[Source records]
***
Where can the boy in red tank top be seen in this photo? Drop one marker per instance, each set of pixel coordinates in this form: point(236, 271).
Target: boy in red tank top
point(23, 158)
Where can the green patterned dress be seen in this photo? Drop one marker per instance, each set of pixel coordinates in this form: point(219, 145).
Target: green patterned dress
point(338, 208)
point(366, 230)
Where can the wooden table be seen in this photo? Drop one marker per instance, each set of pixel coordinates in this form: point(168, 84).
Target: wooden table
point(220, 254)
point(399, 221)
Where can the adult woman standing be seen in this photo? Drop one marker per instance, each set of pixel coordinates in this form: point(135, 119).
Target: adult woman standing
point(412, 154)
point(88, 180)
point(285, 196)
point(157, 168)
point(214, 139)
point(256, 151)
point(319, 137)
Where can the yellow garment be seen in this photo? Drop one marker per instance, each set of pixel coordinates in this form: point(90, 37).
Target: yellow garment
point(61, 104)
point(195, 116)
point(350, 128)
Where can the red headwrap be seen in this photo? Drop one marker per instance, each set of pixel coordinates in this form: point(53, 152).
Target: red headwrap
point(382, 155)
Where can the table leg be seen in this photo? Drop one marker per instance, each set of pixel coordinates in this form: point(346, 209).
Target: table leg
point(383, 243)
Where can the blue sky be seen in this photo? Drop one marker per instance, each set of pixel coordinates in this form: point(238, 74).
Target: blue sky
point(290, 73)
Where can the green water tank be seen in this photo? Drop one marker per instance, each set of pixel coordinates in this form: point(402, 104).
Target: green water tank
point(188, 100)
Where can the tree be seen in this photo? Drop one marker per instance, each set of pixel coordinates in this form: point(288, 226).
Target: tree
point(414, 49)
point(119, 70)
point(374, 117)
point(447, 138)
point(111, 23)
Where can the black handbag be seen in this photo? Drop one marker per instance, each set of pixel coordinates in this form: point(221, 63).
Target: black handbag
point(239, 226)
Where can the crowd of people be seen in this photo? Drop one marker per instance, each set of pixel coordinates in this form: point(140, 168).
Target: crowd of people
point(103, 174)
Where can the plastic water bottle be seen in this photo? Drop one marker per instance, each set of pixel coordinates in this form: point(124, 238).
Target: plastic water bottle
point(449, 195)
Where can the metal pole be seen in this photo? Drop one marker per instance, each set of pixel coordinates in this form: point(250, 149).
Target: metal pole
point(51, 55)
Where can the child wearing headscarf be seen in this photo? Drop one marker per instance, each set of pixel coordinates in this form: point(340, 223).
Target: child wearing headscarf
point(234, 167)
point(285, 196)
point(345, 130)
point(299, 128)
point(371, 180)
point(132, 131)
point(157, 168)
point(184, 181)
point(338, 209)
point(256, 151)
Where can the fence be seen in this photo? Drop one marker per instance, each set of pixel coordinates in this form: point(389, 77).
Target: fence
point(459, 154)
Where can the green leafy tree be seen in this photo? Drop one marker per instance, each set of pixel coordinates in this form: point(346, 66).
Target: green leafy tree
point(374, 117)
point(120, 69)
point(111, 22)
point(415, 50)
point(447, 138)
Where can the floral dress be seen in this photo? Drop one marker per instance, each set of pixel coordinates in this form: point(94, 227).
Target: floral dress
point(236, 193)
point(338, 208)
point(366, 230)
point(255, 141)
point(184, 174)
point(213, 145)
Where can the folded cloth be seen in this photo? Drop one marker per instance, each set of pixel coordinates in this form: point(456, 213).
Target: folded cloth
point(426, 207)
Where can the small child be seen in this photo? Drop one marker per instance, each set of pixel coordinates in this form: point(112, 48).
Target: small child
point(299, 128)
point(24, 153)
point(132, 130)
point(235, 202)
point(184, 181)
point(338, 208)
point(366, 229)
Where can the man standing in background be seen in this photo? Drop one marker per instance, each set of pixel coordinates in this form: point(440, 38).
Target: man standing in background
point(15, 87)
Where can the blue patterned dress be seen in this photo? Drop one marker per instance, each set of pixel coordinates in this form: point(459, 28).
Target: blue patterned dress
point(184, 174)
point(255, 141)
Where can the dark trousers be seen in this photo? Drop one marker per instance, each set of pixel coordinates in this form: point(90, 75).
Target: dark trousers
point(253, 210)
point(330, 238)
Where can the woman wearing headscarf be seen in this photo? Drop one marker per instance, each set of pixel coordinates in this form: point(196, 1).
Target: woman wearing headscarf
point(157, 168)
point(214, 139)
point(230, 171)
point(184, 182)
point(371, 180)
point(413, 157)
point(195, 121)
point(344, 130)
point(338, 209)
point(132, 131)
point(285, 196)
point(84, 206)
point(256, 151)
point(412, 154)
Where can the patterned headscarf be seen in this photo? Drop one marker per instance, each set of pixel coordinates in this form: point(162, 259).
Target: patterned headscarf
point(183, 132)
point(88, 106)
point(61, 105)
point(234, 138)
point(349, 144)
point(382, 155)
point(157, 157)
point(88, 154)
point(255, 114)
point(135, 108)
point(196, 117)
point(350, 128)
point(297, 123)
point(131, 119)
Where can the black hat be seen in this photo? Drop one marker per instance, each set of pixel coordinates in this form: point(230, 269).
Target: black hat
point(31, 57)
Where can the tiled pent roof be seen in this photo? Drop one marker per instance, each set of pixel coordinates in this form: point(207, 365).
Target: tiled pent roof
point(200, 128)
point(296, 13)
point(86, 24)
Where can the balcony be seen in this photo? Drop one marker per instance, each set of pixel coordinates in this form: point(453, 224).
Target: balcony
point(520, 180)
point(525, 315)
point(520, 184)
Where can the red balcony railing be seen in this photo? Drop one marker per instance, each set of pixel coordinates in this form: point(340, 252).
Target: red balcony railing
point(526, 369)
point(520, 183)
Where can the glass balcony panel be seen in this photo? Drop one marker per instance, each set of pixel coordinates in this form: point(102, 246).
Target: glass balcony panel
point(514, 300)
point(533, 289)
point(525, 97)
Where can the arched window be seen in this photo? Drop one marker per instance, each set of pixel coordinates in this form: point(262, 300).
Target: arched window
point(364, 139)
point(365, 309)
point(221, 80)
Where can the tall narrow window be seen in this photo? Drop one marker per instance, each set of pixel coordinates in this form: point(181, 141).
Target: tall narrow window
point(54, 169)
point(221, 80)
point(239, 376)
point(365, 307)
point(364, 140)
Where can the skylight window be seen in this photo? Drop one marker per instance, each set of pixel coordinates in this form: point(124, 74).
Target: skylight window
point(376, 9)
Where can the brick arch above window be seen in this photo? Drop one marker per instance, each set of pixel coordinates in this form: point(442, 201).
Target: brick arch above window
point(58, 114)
***
▸ How to complete this task:
Your reply should consist of the records, duplicated exactly.

▸ Task response:
Where can the boy in red tank top be seen in this photo? Drop one marker per instance, each set of pixel coordinates in this form: point(236, 271).
Target: boy in red tank top
point(23, 158)
Where can the green patterned dress be seen in this photo? Drop one marker per instance, each set of pixel coordinates in this form: point(219, 145).
Target: green patterned dress
point(338, 208)
point(366, 230)
Where can the wooden table be seen in this photo? Drop one marker per instance, each set of pixel coordinates in this form: point(168, 84).
Target: wooden table
point(220, 254)
point(399, 221)
Where can the adult woman standing be seen in this photo? Drop one marker per instance, each set of pixel coordinates in this form: point(135, 119).
Target: adult woman standing
point(412, 154)
point(88, 180)
point(285, 196)
point(157, 168)
point(214, 139)
point(256, 151)
point(319, 137)
Where can the yellow garment be seen in this photo? Drop one marker per instance, each set of pixel coordinates in this form: point(90, 37).
Target: yellow garment
point(61, 104)
point(195, 116)
point(350, 128)
Where can the red headwrap be seen in this photo? Drop one marker per instance, each set of pixel coordinates in this form: point(53, 152).
Target: red headwrap
point(382, 155)
Where can the table leg be seen in this photo? Drop one marker per instance, each set of pixel coordinates in this form: point(346, 209).
Target: table leg
point(383, 243)
Where can the blue sky be seen in this photo? Drop one marker per instance, each set of pixel coordinates in this form: point(238, 74).
Target: blue sky
point(290, 73)
Where can the green water tank be seen in this photo? Drop one marker per instance, each set of pixel coordinates in this form: point(402, 104).
Target: green water tank
point(188, 100)
Where can the tree be seen in this photo? Drop one marker per instance, each set of pixel coordinates in this form: point(288, 226).
Target: tree
point(414, 49)
point(119, 70)
point(374, 117)
point(447, 138)
point(111, 23)
Where can the black handbag be seen in this photo? Drop one marker per instance, each set of pixel coordinates in this form: point(221, 63).
Target: black handbag
point(239, 226)
Where can the crowd of people be seen in this photo? Drop one marker per instance, each set of pixel coordinates in this form: point(140, 168).
Target: crowd of people
point(103, 174)
Where can the plastic water bottle be seen in this photo? Drop one marker per instance, each set of pixel coordinates in this form: point(124, 238).
Target: plastic water bottle
point(449, 195)
Where can the metal pole be seen in this photo? Drop one marker per instance, each set of pixel coordinates in this form: point(250, 149).
Target: metal pole
point(51, 55)
Where can the child wearing headscarf be seen in this photo? Drop one marker per instance, each set of pixel coordinates in this form: point(340, 223).
Target: child wearing headscarf
point(234, 167)
point(285, 196)
point(345, 130)
point(299, 128)
point(371, 180)
point(132, 131)
point(157, 168)
point(184, 181)
point(338, 209)
point(256, 151)
Where can the fence be seen in this photo? Drop one marker per instance, each set of pixel coordinates in this form: point(389, 77).
Target: fence
point(459, 154)
Where can the green leafy tree be seen in this photo? Drop one marker per instance, each set of pixel coordinates in this form: point(346, 66).
Target: green leafy tree
point(374, 117)
point(120, 69)
point(111, 22)
point(415, 50)
point(447, 138)
Where can the floral dress be seen in this photo? Drop one marker per instance, each set of pixel coordinates in this form: point(94, 227).
Target: floral dress
point(236, 193)
point(338, 208)
point(366, 230)
point(255, 141)
point(184, 174)
point(213, 145)
Where can the folded cloth be seen in this photo? Drop one marker per instance, each set of pixel coordinates in this form: point(456, 213).
Target: folded cloth
point(426, 207)
Where can the small child be seen in this photo? Drop one marker per instance, each set of pixel coordinates in this form: point(112, 48).
Target: small child
point(299, 128)
point(24, 153)
point(132, 130)
point(235, 202)
point(184, 181)
point(338, 208)
point(366, 229)
Where can the man standing in background be seen in this photo? Drop one marker per instance, each set of pixel coordinates in this form: point(440, 38).
Target: man standing in background
point(15, 87)
Where can the blue patterned dress be seen in this photo? Drop one marker per instance, each set of pixel coordinates in this form: point(459, 28).
Target: blue patterned dress
point(184, 174)
point(255, 141)
Where can the dark trousers be seen in this photo? Drop one marker per instance, each set of pixel coordinates in this form: point(90, 75).
Target: dark trousers
point(253, 210)
point(330, 238)
Where can the woman wearing headscarf be seen in this photo? Drop one marker per instance, each set of pixel coordinates in this form: point(196, 1).
Target: woman wearing headscarf
point(157, 168)
point(214, 139)
point(230, 171)
point(184, 182)
point(371, 180)
point(413, 157)
point(195, 121)
point(344, 130)
point(338, 209)
point(132, 131)
point(285, 196)
point(84, 206)
point(256, 151)
point(412, 154)
Where can the patterned headscarf be seen in this photo? Drop one marker per instance, each set of pixel coordinates in this form: point(162, 259).
Target: patterned headscarf
point(183, 132)
point(88, 106)
point(61, 105)
point(234, 138)
point(349, 144)
point(382, 155)
point(157, 157)
point(88, 154)
point(255, 114)
point(135, 108)
point(196, 117)
point(350, 128)
point(297, 123)
point(131, 119)
Where can the black hat be seen in this photo? Drop one marker per instance, each set of pixel coordinates in this form: point(230, 269).
Target: black hat
point(31, 57)
Where can the tiled pent roof be seen in this photo? Drop one marker per instance, each set of pixel coordinates in this form: point(207, 365).
Target: tiled pent roof
point(200, 128)
point(296, 13)
point(86, 24)
Where can the balcony be seen in this photo? Drop one marker per instance, each set of pixel coordinates in this form: point(453, 224).
Target: balcony
point(520, 180)
point(525, 315)
point(520, 184)
Where can the red balcony railing be seen in this photo? Drop one marker per instance, each set of pixel coordinates in this form: point(340, 252).
Target: red balcony railing
point(526, 369)
point(520, 183)
Where can the glass balcony panel be seen in this photo? Drop one marker per instance, each set of pixel coordinates in this form: point(102, 246).
Target: glass balcony panel
point(514, 300)
point(533, 289)
point(525, 97)
Where can the arched window be seen in this photo? Drop one marker per instance, each set of pixel coordinates in this form: point(262, 300).
Target: arched window
point(364, 139)
point(365, 309)
point(221, 80)
Where can the tall narrow window be seen in this photo? Drop one marker per instance, each set of pixel coordinates in this form: point(181, 141).
Target: tall narrow window
point(54, 169)
point(221, 80)
point(239, 376)
point(365, 307)
point(364, 140)
Where can the skylight window be seen in this photo? Drop one marker per instance, each set of pixel coordinates in this form: point(124, 74).
Target: skylight window
point(376, 9)
Where can the brick arch above window be seen in this photo? Drop one marker per instance, each set of pixel coordinates in this form: point(442, 201).
Target: brick arch above window
point(58, 114)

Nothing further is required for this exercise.